## begin Data supplied

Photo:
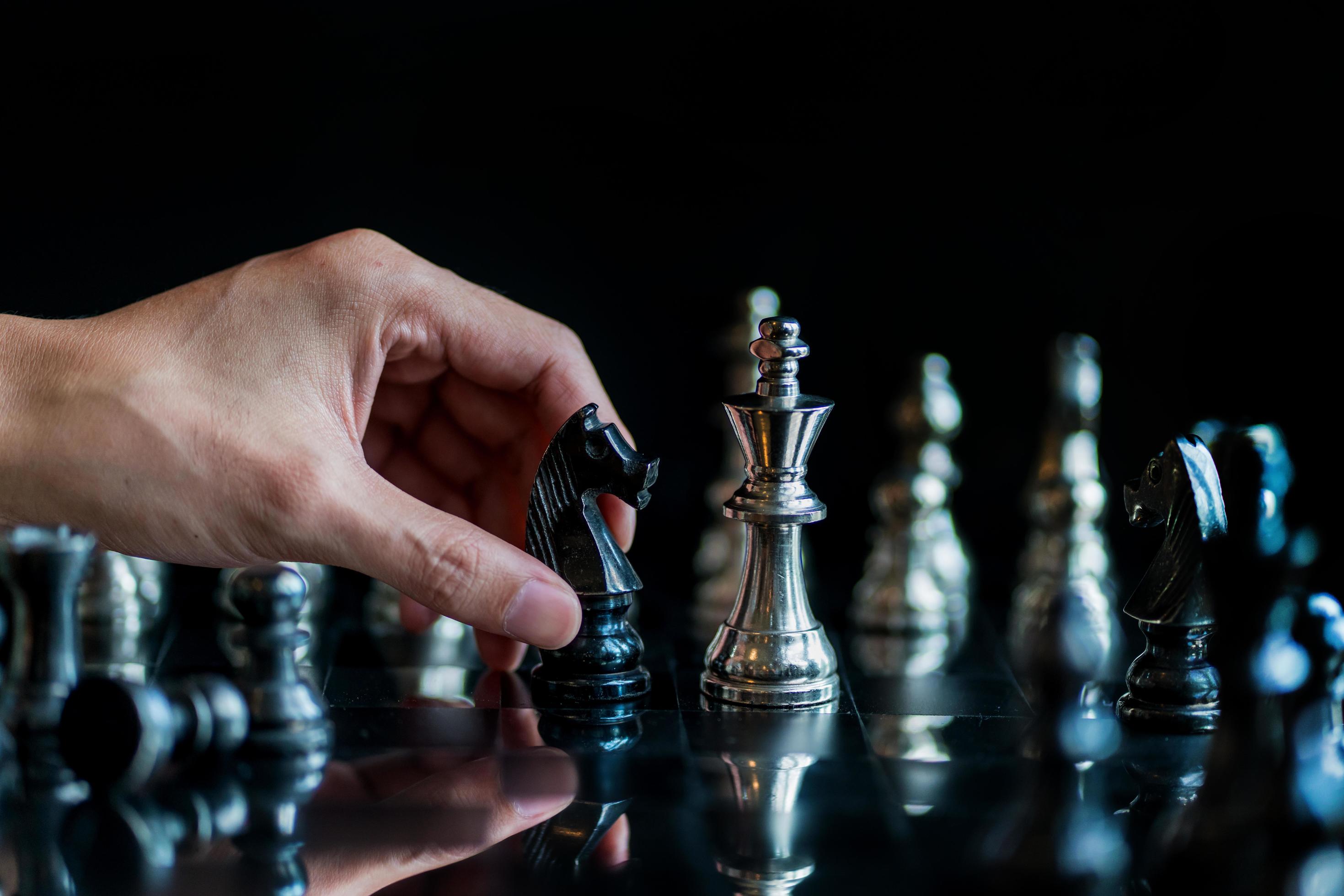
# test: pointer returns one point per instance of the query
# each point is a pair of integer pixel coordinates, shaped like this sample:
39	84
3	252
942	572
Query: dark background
968	181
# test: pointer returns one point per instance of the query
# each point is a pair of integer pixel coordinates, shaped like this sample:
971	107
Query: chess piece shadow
566	533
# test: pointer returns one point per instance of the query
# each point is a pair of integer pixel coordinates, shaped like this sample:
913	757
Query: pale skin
346	402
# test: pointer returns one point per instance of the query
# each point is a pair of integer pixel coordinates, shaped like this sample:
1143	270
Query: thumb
453	567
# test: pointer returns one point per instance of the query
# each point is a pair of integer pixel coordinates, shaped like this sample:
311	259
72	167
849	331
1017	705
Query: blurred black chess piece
1066	504
123	843
1057	839
1254	829
917	578
121	609
599	742
291	738
772	651
121	734
760	841
45	569
566	533
1173	684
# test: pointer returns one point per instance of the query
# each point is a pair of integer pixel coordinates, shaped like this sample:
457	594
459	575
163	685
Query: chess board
902	781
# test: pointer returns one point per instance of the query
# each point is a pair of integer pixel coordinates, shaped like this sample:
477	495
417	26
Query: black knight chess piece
1256	827
1173	686
566	533
121	734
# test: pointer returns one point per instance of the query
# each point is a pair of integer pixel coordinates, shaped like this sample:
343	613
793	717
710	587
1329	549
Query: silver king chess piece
1066	504
718	560
917	578
771	651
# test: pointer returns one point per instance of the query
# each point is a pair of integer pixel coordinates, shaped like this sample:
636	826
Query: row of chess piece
109	779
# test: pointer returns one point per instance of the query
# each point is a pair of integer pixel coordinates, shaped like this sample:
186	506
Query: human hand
344	402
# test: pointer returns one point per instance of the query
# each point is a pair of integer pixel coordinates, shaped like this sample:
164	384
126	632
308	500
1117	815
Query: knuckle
453	566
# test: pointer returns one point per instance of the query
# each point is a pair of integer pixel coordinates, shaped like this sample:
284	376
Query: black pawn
288	715
566	531
121	734
45	569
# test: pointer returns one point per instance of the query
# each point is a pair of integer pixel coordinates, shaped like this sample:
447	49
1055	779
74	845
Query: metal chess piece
121	602
318	579
1066	504
718	560
1173	684
45	567
772	651
917	578
566	533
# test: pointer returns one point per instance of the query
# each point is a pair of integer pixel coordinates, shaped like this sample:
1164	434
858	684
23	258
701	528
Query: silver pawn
771	651
917	578
121	601
1066	503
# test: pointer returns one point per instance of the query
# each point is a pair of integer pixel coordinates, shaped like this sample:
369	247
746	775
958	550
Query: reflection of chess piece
566	533
772	651
1057	839
121	602
1066	501
318	579
766	757
718	562
129	843
917	578
1173	684
599	742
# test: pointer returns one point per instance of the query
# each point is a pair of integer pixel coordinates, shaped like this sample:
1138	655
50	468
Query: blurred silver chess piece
121	602
1066	504
771	651
917	578
311	619
718	560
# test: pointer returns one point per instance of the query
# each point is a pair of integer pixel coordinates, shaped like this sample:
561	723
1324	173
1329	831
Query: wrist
37	373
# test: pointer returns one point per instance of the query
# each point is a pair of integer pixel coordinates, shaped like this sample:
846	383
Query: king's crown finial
779	350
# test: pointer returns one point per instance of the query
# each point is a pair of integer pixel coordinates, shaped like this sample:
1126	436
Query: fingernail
537	781
543	614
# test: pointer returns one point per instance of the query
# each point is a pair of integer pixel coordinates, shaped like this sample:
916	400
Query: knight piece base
583	691
1170	719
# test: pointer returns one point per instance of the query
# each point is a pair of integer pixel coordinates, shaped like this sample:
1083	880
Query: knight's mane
553	491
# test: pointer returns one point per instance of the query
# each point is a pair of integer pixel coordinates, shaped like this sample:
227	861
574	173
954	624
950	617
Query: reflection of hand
343	402
507	795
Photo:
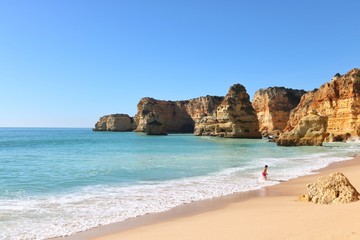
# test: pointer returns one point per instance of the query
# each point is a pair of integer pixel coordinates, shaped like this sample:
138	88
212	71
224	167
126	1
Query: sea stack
339	101
273	106
233	118
115	123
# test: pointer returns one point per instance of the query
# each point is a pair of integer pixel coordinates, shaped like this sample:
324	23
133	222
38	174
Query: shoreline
286	191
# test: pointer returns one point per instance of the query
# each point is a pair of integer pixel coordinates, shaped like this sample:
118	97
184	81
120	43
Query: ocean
56	182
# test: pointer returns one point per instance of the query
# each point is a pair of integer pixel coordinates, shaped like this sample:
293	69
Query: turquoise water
55	182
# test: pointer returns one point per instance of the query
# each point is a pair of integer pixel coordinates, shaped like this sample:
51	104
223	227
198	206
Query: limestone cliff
174	116
310	131
273	106
115	123
234	117
339	100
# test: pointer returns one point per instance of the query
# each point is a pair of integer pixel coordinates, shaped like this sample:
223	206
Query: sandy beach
270	213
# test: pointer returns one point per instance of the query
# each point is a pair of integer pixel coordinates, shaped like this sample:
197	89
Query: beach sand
270	213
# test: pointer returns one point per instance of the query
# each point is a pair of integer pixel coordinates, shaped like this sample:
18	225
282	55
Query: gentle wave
52	216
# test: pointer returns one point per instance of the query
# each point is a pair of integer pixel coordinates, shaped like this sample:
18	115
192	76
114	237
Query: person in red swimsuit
264	173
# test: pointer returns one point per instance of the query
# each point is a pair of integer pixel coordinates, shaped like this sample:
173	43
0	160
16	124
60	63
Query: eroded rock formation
273	106
115	123
339	100
174	116
331	189
310	131
233	118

## end Data supplied

Exercise details - Please count the lines in the entries above that contain the word "piece", and reply with that number alone.

Full output - 9